**GOAL**:
Find each line in the listing below that contains the string "jacket" and copy it out in full. Case matters.

**DATASET RECORDS**:
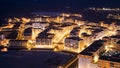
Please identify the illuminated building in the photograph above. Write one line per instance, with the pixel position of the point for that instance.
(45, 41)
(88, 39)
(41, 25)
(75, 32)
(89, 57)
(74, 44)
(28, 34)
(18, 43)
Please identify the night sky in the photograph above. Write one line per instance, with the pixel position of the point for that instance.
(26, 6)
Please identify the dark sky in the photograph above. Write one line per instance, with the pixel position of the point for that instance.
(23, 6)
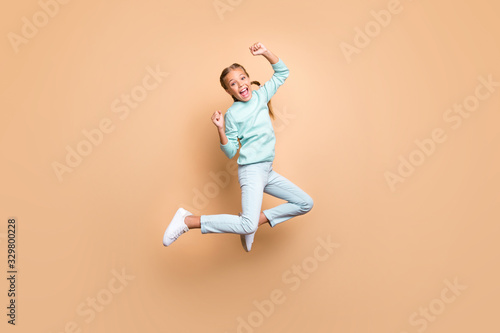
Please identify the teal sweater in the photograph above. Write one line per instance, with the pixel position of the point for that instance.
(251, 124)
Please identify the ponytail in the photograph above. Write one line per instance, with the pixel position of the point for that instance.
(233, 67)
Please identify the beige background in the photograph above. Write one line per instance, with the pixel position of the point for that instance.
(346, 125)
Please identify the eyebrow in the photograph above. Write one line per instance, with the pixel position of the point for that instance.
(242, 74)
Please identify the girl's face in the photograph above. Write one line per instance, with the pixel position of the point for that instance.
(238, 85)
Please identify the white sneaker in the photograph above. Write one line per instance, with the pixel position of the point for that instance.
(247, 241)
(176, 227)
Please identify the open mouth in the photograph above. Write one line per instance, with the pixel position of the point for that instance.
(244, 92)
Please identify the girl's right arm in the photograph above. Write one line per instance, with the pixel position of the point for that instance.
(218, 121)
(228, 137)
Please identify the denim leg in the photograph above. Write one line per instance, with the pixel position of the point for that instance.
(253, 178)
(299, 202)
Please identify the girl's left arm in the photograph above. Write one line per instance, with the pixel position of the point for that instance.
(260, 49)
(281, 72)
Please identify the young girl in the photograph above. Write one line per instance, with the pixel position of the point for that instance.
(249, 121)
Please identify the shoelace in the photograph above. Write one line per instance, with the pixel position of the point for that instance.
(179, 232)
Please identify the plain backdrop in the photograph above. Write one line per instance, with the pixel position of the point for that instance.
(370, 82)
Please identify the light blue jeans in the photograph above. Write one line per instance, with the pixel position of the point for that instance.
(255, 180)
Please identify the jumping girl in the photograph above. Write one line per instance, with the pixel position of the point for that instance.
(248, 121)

* * *

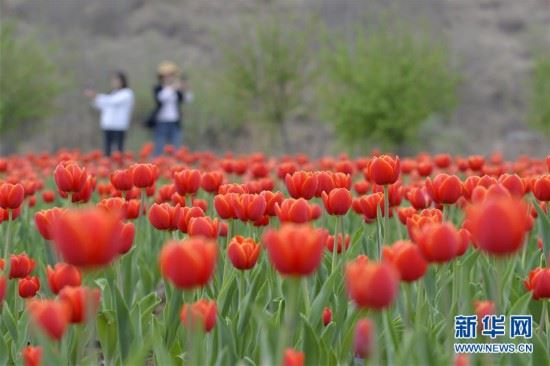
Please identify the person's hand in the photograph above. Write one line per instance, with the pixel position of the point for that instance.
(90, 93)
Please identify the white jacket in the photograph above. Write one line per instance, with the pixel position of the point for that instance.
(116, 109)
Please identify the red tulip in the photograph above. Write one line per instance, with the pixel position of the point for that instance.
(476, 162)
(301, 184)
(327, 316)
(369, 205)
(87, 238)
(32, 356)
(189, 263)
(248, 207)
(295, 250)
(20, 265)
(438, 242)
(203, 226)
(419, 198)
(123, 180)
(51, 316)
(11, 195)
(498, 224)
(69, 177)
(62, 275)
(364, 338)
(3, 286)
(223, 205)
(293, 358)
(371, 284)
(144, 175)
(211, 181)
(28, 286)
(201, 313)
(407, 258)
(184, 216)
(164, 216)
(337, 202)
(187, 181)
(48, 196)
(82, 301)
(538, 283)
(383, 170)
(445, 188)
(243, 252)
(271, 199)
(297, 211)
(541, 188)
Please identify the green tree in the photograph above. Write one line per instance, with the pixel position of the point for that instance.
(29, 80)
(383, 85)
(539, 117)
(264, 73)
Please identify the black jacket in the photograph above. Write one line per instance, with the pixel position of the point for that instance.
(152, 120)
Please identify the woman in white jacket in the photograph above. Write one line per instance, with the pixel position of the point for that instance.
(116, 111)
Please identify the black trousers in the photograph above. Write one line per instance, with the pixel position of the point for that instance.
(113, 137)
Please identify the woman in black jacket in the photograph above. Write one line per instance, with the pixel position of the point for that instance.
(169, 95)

---

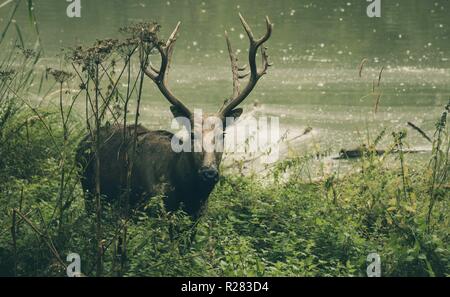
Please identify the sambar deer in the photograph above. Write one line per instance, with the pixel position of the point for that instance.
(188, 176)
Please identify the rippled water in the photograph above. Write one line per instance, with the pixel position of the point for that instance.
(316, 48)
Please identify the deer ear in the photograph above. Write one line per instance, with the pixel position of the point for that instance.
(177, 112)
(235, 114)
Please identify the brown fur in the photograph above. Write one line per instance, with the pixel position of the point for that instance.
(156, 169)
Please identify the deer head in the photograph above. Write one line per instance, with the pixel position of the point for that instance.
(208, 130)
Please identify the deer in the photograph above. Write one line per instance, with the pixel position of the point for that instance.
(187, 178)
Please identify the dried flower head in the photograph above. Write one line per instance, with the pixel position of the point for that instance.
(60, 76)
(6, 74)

**EXERCISE RESPONSE**:
Please identify the white jacket in the photograph above. Write one line per instance, with the pixel position of the point for that instance.
Please identify the black jacket in the photograph above. Write one line per instance, with the pixel position of the point for that instance.
Please identify the woman in white jacket in the photograph above. Write one line per instance, with the pixel position of the point for that instance.
Please identify the woman in black jacket in the photograph above. Write one line per instance, with the pixel position of the point for that instance.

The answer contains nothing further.